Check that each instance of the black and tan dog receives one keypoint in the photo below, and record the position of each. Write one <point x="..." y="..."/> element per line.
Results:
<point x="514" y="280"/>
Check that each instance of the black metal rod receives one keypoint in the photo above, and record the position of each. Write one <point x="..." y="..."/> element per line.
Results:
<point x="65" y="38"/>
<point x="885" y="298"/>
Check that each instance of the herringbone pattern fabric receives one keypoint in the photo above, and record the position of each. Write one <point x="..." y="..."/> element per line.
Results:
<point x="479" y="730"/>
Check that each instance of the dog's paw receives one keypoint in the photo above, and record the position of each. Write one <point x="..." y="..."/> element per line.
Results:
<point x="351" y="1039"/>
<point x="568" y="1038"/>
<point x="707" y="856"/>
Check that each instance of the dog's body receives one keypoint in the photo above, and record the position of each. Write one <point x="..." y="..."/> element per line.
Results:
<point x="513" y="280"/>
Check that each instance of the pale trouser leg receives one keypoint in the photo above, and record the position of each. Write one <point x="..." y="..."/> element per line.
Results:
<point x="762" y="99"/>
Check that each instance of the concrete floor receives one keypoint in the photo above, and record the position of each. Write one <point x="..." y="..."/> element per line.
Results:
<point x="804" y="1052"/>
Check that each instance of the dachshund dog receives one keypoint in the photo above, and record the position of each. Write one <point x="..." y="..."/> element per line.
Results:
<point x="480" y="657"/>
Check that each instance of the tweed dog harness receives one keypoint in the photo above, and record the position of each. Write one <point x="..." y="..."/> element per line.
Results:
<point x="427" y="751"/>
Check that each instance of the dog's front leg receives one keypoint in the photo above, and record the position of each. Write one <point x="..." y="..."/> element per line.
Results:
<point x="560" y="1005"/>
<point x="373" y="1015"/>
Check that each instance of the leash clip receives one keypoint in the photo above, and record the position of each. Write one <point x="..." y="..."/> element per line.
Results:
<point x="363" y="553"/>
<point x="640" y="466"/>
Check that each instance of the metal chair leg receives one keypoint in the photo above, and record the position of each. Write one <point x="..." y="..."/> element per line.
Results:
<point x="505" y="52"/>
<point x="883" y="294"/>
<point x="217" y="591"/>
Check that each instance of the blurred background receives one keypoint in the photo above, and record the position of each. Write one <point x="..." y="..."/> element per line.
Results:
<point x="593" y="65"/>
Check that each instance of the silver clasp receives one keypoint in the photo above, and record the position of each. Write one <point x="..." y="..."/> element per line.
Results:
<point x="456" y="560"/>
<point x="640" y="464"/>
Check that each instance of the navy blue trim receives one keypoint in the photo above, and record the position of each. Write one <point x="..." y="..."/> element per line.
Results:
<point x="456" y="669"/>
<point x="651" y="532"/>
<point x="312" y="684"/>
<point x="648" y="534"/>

Exercise requirements:
Each line in the records above with "black" must be returned.

Answer space:
Check that each instance of the black and tan dog receives one keypoint in the photo below, and record the position of each. Write one <point x="..." y="..."/> element per line.
Check that each instance of the black metal rod receives one keypoint in the photo above, and record the position of each. Write one <point x="..." y="..."/> element per line.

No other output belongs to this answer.